** Directions for this task **
Extract, from the records beneath this instruction, each line that contains the word "photo".

** Extracted entries **
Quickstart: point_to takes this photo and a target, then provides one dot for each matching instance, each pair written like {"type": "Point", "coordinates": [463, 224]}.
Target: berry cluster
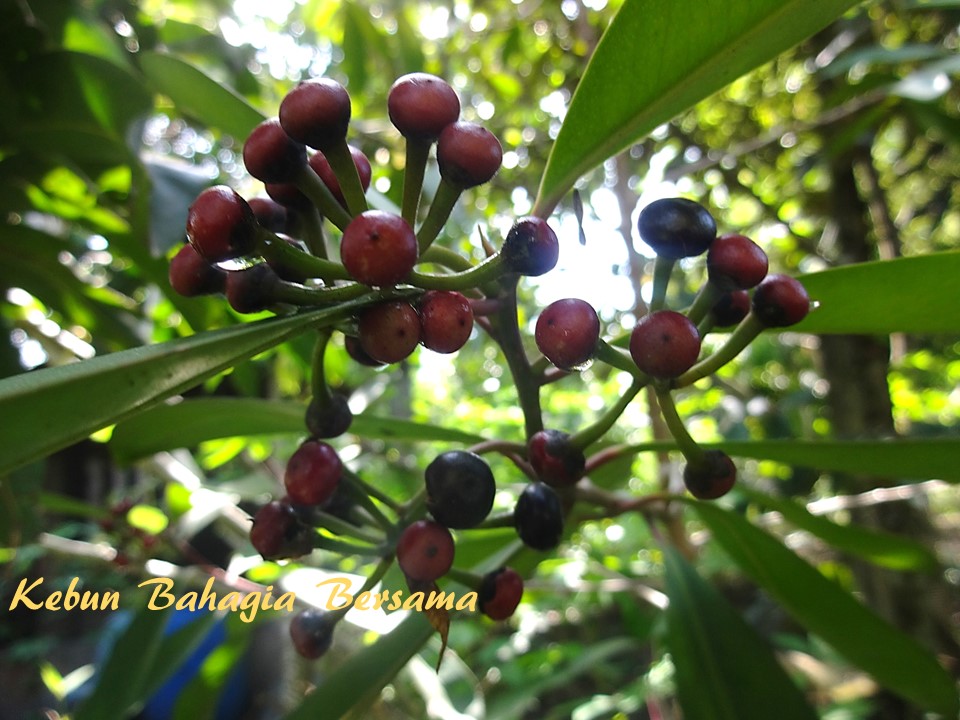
{"type": "Point", "coordinates": [277, 253]}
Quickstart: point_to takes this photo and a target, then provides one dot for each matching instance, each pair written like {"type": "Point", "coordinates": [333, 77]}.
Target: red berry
{"type": "Point", "coordinates": [191, 274]}
{"type": "Point", "coordinates": [500, 593]}
{"type": "Point", "coordinates": [221, 225]}
{"type": "Point", "coordinates": [316, 113]}
{"type": "Point", "coordinates": [313, 473]}
{"type": "Point", "coordinates": [390, 331]}
{"type": "Point", "coordinates": [421, 105]}
{"type": "Point", "coordinates": [676, 227]}
{"type": "Point", "coordinates": [379, 248]}
{"type": "Point", "coordinates": [736, 262]}
{"type": "Point", "coordinates": [531, 247]}
{"type": "Point", "coordinates": [555, 459]}
{"type": "Point", "coordinates": [567, 333]}
{"type": "Point", "coordinates": [425, 551]}
{"type": "Point", "coordinates": [665, 344]}
{"type": "Point", "coordinates": [272, 156]}
{"type": "Point", "coordinates": [446, 320]}
{"type": "Point", "coordinates": [468, 154]}
{"type": "Point", "coordinates": [712, 477]}
{"type": "Point", "coordinates": [780, 300]}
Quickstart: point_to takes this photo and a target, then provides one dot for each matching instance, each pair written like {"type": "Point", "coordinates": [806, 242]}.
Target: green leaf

** Exercise output **
Quickstart: point_to takes this photo and a target, then provides one dot for each matching instance, each pair written like {"type": "Point", "coordinates": [463, 224]}.
Quickstart: point_to takes this photo and a target, then provides one dot for each matching instance, each pair written like {"type": "Point", "coordinates": [333, 77]}.
Quickstart: point_to takes this photo and a target, then provides one dot for each matching instance, each pair written like {"type": "Point", "coordinates": [806, 242]}.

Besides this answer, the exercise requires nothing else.